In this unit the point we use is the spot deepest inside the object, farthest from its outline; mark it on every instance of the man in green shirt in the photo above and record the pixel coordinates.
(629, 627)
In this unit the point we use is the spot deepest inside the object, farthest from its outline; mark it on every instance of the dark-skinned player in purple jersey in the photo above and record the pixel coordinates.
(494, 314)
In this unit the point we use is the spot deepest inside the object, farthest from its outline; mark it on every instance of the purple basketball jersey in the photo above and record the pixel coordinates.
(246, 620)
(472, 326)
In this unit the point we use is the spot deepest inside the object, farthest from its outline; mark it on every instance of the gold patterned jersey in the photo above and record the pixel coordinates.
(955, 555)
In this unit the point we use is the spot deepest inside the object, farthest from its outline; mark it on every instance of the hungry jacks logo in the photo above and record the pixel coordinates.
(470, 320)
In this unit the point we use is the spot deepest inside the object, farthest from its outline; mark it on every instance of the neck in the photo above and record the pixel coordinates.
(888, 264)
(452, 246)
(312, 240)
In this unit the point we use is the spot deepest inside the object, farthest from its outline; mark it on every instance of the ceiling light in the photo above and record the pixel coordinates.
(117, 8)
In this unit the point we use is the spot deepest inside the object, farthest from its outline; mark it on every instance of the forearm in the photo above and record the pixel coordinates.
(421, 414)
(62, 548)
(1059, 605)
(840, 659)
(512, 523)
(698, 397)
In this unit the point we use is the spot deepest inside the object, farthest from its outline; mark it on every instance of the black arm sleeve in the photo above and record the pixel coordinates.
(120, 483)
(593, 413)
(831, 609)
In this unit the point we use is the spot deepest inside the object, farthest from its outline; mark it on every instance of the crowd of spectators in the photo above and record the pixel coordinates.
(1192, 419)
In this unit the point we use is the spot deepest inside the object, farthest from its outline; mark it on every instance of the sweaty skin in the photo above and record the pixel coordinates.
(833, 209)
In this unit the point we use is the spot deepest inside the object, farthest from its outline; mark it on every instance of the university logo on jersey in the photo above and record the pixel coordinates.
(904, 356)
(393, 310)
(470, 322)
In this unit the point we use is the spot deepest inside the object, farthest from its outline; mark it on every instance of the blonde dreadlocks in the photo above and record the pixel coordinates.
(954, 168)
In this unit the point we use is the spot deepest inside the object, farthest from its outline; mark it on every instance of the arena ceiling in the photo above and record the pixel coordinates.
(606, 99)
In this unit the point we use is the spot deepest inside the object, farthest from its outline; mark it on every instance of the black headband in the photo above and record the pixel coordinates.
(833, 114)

** Directions **
Set down each line of the material above without a single alteration.

** The answer **
In this unit the point we use is the spot deepest inside the object, farthest from its outline; mark it on every instance of the man in green shirt in the photo above and record the pixel coordinates.
(629, 627)
In this unit the point we use is the spot deepest inside the object, farthest from its outline; mark it on every instance of the dark-skinned player in purple jersey in the photo above and record the pixel coordinates.
(494, 314)
In this unit the point we use is the spot deepest inside the object, farthest from its outline; mark it on every instance of the purple basketball jersey in the photo above and record the pixel coordinates.
(246, 620)
(472, 326)
In this unit the point we use is the spot deepest inside the object, farthest from its outline; mark it on every instance of the gold patterned jersey in the photo above and record the pixel coordinates.
(955, 555)
In this unit the point we use is the spot deepest inside the object, farthest from its outline; mark it on every instance of the hungry jacks logo in the photo above and record the pixel coordinates.
(470, 320)
In this unit the point we use is the spot deepest inside the object, farthest from its outline; mark it on every instance of the neck in the photo above and record the pixel coordinates.
(888, 264)
(452, 246)
(312, 240)
In this unit the point we use is the spot deepest inside the object, farthest from its outline; mark it on every instance of the ceiling light in the photo above and record the pixel coordinates.
(117, 8)
In this unit the point we use is the spot deepest inside the object, farthest from its outline; mark it on every instance of the forearm in the photo above and record the pixel coordinates.
(421, 414)
(62, 548)
(1059, 605)
(840, 659)
(512, 523)
(698, 397)
In this unit the point we use is the spot deepest inside the object, farthest from its outline; mark it on every instance of the black arm sleeve in the photo above and record the pixel coordinates.
(120, 483)
(593, 413)
(831, 609)
In this unit the point we use is the spot deepest inside the object, farthest from its outline; mark it on every instance of the crowd of spectators in the photo above and record the pixel coordinates.
(1192, 419)
In this unit the point we use is the spot deepest inside the object, farthest from its outline; mark it on every instance of the sweaty skin in the photo above and record the pixel coordinates.
(833, 209)
In this unit the point we use is the spot deepest inside the object, farthest from its outline; mark it on every instance of the university logo on jersey in the photo above and record the pixel coordinates.
(904, 356)
(393, 310)
(470, 322)
In this unit the point we use is the spot deepest inside the object, farthest from its outline; mark it on every instance of the blonde dreadlocks in the photo above and record the pixel coordinates.
(954, 168)
In this unit the point we use is the spot deepest inside the object, farthest from its outline; mark it on every instance of the arena ceiling in the photo above and record the pixel coordinates.
(606, 99)
In this unit the point we use is the spot deepest inside the object, farthest from its outline; mark it on every instance of the black headband in the photo above and record the pixel coordinates.
(833, 114)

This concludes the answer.